Dataset entries:
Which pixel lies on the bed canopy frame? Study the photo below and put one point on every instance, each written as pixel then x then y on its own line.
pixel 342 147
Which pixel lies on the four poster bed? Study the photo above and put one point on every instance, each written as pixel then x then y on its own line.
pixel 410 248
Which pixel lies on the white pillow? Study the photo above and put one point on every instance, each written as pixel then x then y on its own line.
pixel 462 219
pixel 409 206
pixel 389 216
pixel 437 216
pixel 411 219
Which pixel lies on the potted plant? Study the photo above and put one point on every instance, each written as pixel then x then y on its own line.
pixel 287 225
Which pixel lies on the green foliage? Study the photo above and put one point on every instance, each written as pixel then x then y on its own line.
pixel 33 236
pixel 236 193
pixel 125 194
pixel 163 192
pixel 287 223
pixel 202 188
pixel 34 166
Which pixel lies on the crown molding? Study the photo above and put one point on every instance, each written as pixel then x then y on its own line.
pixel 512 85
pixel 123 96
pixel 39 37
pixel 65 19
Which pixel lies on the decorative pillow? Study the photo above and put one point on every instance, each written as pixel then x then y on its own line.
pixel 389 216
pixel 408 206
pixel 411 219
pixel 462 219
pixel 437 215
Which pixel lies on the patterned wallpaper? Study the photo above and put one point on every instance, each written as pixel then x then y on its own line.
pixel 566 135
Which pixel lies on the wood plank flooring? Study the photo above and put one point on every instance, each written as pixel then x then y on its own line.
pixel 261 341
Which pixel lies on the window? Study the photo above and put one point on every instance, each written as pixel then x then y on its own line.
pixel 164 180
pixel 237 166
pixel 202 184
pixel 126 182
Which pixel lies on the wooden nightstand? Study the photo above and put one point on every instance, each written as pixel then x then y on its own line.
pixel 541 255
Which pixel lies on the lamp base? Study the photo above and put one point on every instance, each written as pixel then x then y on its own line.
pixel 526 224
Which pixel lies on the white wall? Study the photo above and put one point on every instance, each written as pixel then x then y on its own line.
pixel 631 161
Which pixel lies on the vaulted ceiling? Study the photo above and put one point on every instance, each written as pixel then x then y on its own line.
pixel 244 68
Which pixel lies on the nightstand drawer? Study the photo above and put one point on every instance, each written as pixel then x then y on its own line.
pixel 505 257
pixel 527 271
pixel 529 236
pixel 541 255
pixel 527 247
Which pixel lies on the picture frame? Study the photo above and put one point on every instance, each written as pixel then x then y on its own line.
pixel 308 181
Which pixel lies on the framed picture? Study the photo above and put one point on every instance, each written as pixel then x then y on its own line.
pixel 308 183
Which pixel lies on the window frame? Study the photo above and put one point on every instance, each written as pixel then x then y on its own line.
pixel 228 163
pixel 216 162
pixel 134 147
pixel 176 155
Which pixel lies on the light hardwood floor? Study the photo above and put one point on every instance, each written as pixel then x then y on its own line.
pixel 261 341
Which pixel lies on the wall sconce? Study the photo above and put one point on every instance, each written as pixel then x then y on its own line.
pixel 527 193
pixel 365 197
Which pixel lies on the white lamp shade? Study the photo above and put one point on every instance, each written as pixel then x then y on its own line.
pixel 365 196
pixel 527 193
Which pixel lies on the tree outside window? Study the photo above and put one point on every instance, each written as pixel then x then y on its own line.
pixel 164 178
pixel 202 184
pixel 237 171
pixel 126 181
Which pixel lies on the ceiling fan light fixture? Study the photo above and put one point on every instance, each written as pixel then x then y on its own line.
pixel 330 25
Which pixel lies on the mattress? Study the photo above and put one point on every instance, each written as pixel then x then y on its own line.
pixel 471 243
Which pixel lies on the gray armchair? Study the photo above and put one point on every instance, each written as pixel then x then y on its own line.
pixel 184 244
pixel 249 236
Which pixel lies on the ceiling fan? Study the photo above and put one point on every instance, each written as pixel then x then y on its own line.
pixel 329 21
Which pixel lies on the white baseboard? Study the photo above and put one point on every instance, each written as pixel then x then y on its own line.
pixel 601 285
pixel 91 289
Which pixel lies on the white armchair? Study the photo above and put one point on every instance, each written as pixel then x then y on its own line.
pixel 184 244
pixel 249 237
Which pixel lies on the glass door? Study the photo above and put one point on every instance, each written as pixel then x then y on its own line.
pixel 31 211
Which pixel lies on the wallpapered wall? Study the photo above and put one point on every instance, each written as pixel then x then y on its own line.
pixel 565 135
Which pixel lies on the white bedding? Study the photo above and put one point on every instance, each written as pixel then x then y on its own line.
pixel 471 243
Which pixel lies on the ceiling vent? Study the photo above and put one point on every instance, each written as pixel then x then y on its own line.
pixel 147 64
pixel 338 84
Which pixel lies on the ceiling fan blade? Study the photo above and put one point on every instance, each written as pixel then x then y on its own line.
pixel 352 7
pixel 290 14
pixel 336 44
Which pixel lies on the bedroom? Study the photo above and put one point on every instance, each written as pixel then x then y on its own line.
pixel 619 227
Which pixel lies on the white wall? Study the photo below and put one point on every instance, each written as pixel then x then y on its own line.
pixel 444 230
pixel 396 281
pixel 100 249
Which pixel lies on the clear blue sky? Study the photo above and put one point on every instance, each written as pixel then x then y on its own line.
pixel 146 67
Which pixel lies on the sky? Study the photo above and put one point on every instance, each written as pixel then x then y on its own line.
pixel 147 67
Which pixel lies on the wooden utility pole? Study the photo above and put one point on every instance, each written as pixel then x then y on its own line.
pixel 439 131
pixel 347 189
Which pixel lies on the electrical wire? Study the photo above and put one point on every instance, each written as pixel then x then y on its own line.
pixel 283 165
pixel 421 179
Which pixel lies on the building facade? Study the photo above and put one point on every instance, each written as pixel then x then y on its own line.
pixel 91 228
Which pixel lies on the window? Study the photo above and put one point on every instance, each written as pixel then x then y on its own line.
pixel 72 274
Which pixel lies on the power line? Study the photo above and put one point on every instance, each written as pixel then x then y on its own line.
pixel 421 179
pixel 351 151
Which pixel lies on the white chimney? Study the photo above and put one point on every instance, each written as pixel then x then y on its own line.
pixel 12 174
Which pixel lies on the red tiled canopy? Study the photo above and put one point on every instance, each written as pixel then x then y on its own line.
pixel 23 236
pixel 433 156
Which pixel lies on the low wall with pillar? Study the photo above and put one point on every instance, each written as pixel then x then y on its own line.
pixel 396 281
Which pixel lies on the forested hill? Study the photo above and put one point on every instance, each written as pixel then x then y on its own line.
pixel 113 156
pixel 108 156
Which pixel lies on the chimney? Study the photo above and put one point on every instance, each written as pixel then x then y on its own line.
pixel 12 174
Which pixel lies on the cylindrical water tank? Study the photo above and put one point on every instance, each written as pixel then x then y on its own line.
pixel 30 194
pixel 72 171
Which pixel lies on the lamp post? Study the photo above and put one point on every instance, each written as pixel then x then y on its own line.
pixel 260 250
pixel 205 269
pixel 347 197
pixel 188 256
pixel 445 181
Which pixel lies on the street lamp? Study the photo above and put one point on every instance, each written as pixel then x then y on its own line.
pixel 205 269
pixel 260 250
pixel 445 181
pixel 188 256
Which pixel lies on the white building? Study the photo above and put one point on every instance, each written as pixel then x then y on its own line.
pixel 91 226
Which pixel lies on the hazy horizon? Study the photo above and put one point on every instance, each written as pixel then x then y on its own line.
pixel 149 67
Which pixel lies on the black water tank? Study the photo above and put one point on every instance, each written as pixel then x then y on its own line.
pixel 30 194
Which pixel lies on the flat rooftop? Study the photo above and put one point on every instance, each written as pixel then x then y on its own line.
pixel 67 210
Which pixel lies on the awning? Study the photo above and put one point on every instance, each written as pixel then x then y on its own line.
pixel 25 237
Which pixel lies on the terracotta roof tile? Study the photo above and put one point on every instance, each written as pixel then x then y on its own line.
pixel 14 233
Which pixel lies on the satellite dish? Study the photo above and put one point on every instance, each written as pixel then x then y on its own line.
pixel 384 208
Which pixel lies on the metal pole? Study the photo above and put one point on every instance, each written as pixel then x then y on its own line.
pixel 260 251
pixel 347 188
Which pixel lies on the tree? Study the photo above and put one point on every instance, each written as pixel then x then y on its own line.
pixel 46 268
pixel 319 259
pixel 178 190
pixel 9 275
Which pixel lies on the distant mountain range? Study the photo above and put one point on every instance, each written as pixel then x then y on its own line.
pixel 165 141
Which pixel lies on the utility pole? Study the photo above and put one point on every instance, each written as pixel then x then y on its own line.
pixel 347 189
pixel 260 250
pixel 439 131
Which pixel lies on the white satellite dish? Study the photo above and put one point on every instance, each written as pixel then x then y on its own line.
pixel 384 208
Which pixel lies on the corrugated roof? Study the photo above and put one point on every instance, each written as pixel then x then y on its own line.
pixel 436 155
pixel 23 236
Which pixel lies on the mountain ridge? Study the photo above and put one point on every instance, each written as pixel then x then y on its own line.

Work to be completed: Reproduce verbatim the lines of the entries above, from the line containing "Which pixel lies on the glass" through the line containing "pixel 31 211", including both of those lines.

Correct output:
Which pixel lies on the glass door? Study the photo above and put one point on every instance, each written as pixel then x then y on its own line.
pixel 31 211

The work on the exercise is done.